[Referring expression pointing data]
Segment Open

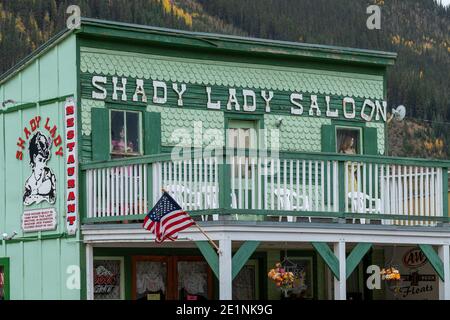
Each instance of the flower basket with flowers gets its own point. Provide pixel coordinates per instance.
(390, 274)
(282, 278)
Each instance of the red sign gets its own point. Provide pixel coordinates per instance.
(71, 167)
(414, 258)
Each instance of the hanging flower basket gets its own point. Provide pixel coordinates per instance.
(282, 278)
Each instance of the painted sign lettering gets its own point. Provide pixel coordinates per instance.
(71, 167)
(242, 100)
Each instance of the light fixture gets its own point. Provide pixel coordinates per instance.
(279, 122)
(4, 103)
(398, 113)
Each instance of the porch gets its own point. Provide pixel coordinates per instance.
(294, 187)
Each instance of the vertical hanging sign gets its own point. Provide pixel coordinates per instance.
(71, 166)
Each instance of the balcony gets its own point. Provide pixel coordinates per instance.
(287, 187)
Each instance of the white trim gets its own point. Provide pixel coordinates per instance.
(444, 286)
(340, 286)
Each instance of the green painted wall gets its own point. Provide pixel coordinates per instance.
(297, 133)
(38, 266)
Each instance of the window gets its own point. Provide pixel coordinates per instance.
(108, 278)
(348, 140)
(125, 133)
(4, 279)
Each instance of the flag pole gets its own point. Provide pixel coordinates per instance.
(203, 231)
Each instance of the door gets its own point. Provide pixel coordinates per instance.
(4, 279)
(242, 135)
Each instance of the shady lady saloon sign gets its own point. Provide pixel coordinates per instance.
(242, 100)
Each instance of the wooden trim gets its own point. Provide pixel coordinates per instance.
(241, 257)
(434, 259)
(328, 256)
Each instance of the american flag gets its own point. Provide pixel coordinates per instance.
(166, 219)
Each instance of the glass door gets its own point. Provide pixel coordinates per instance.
(194, 279)
(4, 279)
(171, 278)
(150, 278)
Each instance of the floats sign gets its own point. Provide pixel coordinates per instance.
(244, 100)
(41, 137)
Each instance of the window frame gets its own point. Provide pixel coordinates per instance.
(353, 128)
(117, 154)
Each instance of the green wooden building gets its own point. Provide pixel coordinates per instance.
(278, 150)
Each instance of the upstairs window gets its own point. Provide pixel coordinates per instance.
(125, 133)
(348, 140)
(2, 283)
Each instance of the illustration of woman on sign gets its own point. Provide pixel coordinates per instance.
(41, 184)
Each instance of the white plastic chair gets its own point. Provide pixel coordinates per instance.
(290, 200)
(359, 202)
(184, 196)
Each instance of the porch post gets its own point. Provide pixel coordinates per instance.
(444, 286)
(89, 272)
(225, 269)
(340, 290)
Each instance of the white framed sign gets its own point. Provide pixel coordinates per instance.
(109, 279)
(70, 124)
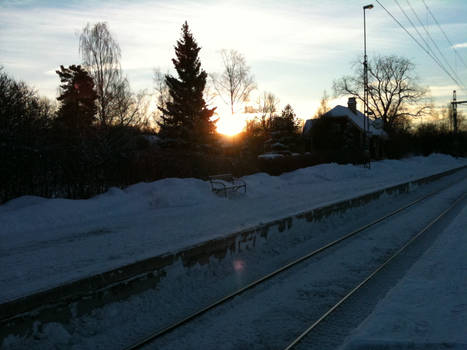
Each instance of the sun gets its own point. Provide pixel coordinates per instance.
(230, 125)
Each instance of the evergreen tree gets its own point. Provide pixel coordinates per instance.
(186, 118)
(78, 98)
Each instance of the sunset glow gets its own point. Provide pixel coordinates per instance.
(230, 124)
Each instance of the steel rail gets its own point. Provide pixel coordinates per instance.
(373, 274)
(150, 338)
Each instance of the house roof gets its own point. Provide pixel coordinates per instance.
(341, 111)
(308, 125)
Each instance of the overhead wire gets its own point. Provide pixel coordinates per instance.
(444, 33)
(446, 62)
(418, 43)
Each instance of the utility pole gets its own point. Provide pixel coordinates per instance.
(454, 104)
(366, 120)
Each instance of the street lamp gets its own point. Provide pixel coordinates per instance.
(366, 121)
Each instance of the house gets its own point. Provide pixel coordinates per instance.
(343, 128)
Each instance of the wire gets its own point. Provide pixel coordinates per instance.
(433, 42)
(444, 33)
(418, 43)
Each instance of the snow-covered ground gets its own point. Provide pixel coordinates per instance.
(46, 242)
(427, 309)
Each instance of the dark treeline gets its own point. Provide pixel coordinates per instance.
(97, 134)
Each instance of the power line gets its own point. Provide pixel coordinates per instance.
(427, 46)
(444, 33)
(434, 43)
(418, 43)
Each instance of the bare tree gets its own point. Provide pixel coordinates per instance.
(235, 83)
(394, 95)
(323, 105)
(101, 57)
(267, 106)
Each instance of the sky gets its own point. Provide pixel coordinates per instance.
(295, 48)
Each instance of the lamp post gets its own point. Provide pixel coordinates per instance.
(366, 121)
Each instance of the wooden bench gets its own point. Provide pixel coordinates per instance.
(226, 183)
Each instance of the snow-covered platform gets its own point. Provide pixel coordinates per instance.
(427, 309)
(49, 242)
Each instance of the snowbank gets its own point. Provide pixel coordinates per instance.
(45, 242)
(427, 309)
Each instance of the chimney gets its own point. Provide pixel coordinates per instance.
(352, 104)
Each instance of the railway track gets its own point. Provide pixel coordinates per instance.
(325, 249)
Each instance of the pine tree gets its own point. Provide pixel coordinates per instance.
(283, 131)
(78, 98)
(186, 118)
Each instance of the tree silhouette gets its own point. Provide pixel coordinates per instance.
(101, 57)
(394, 95)
(185, 118)
(235, 83)
(78, 98)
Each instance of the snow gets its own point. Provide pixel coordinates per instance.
(357, 119)
(47, 242)
(427, 309)
(270, 156)
(267, 316)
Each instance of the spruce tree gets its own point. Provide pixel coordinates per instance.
(186, 118)
(78, 98)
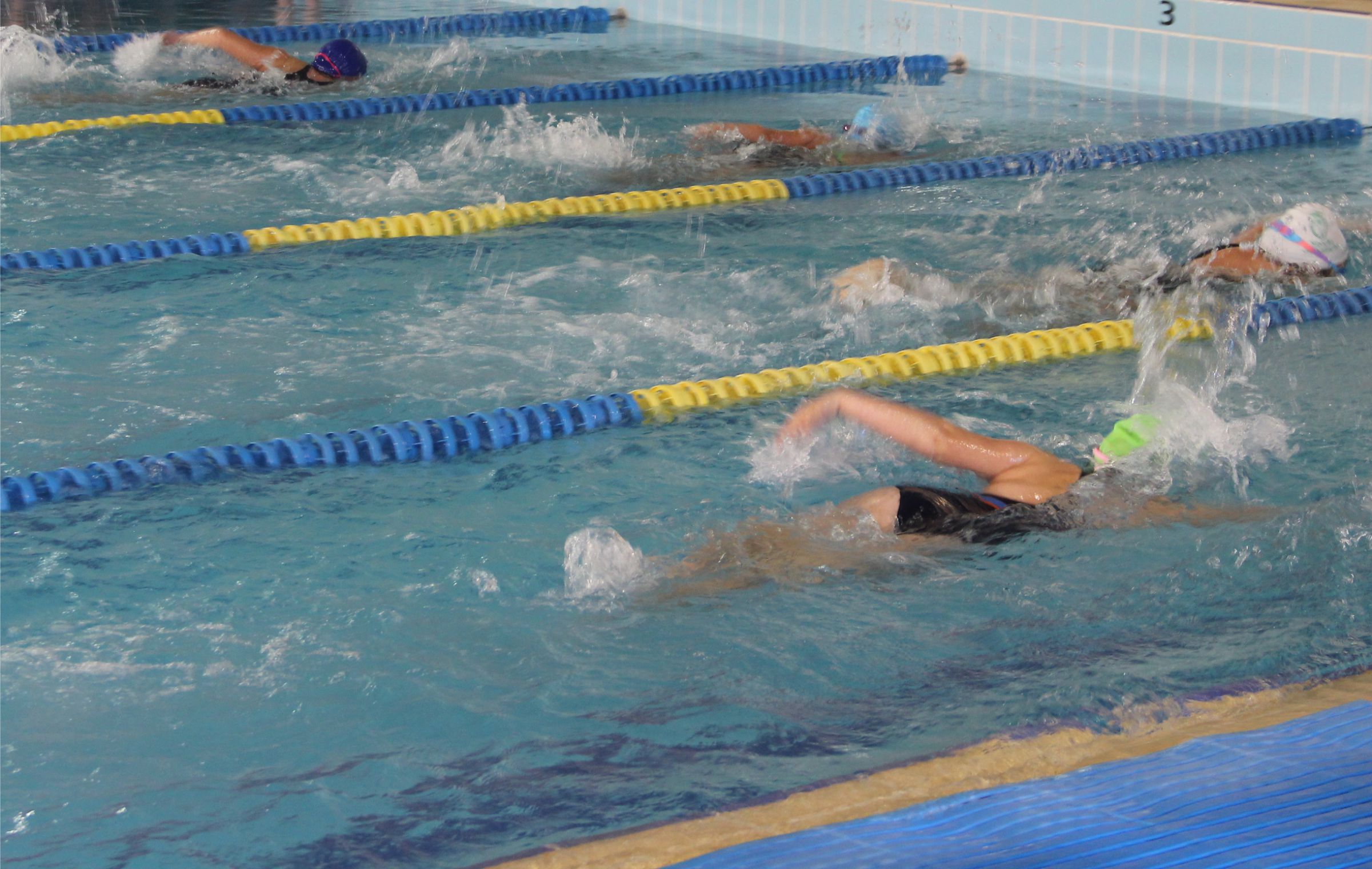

Segment Closed

» Work instruction
Since only the text is wanted, repeat all the records above exactly and omit the pictures.

» Solution to this task
Each instance of the flower basket with flowers gets its own point. Provide pixel coordinates per instance.
(390, 274)
(282, 278)
Each instance of the red sign gets its own point. Provide pixel coordinates per instance.
(71, 167)
(414, 258)
Each instance of the hanging flower basket gets its own point. Provide pixel coordinates per instance.
(282, 278)
Each instance of the painted sign lettering gets its own point. Provide pixel coordinates per instance.
(71, 167)
(242, 100)
Each instance of the light fixture gets its own point. Provide pixel coordinates per instance.
(279, 122)
(4, 103)
(398, 113)
Each instance of the porch gets its own point. Provide pixel coordinates per instance.
(294, 187)
Each instance of the vertical hanging sign gets its own point. Provide pixel coordinates per instance.
(71, 166)
Each instance of the balcony gets its own point. Provide pixel coordinates per instance.
(287, 187)
Each instance of the white trim gets its own point. Provide pixel coordinates per instance.
(444, 286)
(340, 286)
Each instance of the green painted wall gets its own point. Provide pixel coordinates per instance.
(297, 133)
(38, 266)
Each instance of the window gets its own point. Provide pixel coordinates per instance.
(108, 278)
(348, 140)
(125, 133)
(4, 279)
Each instance of the flag pole gets its own point. Provide pixel coordinates per instance.
(203, 231)
Each instance of the door gets its own point. Provide pixel coordinates per instance.
(4, 279)
(242, 135)
Each instance of the shady lady saloon sign gets its own point. Provide pixel coordinates per instance.
(242, 100)
Each instance of the wooden trim gets its own point. Provide pixel coordinates per instance.
(241, 257)
(434, 259)
(328, 256)
Each instance of the american flag gets its own point. Provide pixel coordinates per instance.
(166, 219)
Each instance of the glass door gets its own point. Provide pixel coordinates per instance.
(194, 279)
(4, 279)
(171, 278)
(150, 278)
Each instance of the floats sign gets its own point. Provide pixel coordinates per instance.
(244, 100)
(41, 137)
Each instance of the window frame gets its own point. Provide pixel coordinates per instance.
(353, 128)
(117, 154)
Each instance of the green wooden building gets its own point. Provide pixel coordinates per instance.
(278, 150)
Each instance of the upstairs window gets its own point. Provide pixel coordinates per instance.
(125, 133)
(348, 140)
(2, 283)
Each instance of the illustration of woman on sign gets its own point. Provide pixel coordinates per instance.
(41, 184)
Each instance of the white plastic chair gets its own point. Provide pixel coordinates per instance.
(290, 200)
(359, 202)
(184, 196)
Each instance of the porch post gets its own point. Provide pixel coordinates per instance.
(444, 286)
(89, 272)
(225, 269)
(340, 290)
Each instance of the white framed sign gets its own point. Provide pixel coordinates per instance.
(109, 279)
(70, 124)
Each instance of the sun gets its own point. Provide pixel coordinates per instance.
(230, 125)
Each instance of the evergreen tree gets its own point. Provide pixel coordinates per instance.
(186, 118)
(78, 98)
Each instance of the sunset glow gets its own point. Provide pixel coordinates per instance.
(230, 124)
Each instance of the steel rail gets its own point. Provide pixel coordinates per instance.
(373, 274)
(150, 338)
Each instance of the house roof gets its own point. Provide pixel coordinates per instance.
(341, 111)
(308, 125)
Each instance of the overhead wire gets its own point. Provide pixel coordinates per instance.
(444, 33)
(446, 62)
(418, 43)
Each instance of the utility pole gets its own point. Provide pixel coordinates per instance.
(454, 104)
(366, 120)
Each instance of the street lamp gets its own point. Provide pixel coordinates per instance.
(366, 121)
Each instance of the house gets its own point. Provide pixel coordinates per instance.
(343, 128)
Each instance of the wire gets its own point. Provide pixel coordinates per instance.
(433, 42)
(444, 33)
(418, 43)
Each instance of the snow-covered ground gets its own point. Provide pixel coordinates per instance.
(46, 242)
(427, 309)
Each instance of the dark treeline gets its own point. Provide pixel coordinates per instance.
(97, 134)
Each instance of the power line gets its own point. Provide pixel coordinates per instance.
(427, 46)
(444, 33)
(434, 43)
(418, 43)
Each instance of the bare tree gets its own point. Provide pixel coordinates per instance.
(235, 83)
(394, 95)
(323, 105)
(101, 57)
(267, 106)
Each instance of the sky gets its own point. Provide pixel coordinates per instance.
(295, 48)
Each instance of the lamp post gets its own point. Provide pixel coordinates per instance.
(366, 121)
Each instance of the wooden bench gets its own point. Provide pixel coordinates per instance.
(226, 183)
Each instance of the snow-covered platform gets its own point. Provide pixel coordinates per instance.
(427, 309)
(49, 242)
Each instance of the snowbank gets its own point. Provide pixel coordinates per instance.
(45, 242)
(427, 309)
Each instance of the chimney gets its own point. Provide pixel coordinates per instance.
(352, 104)
Each instance of the railway track gets its own point. Provide pixel coordinates per instance.
(325, 249)
Each instance of the pine tree gets its own point. Provide pixel coordinates per instance.
(283, 131)
(78, 98)
(186, 118)
Each instance of the tree silhouette gets its own point. Provide pixel coordinates per instance.
(101, 57)
(394, 95)
(185, 118)
(235, 83)
(78, 98)
Each instance of the snow gets its own point. Provide pixel coordinates per instance.
(357, 119)
(47, 242)
(427, 309)
(270, 156)
(267, 316)
Each instance of the spruce tree gets its own point. Provide pixel coordinates per instance.
(186, 118)
(78, 98)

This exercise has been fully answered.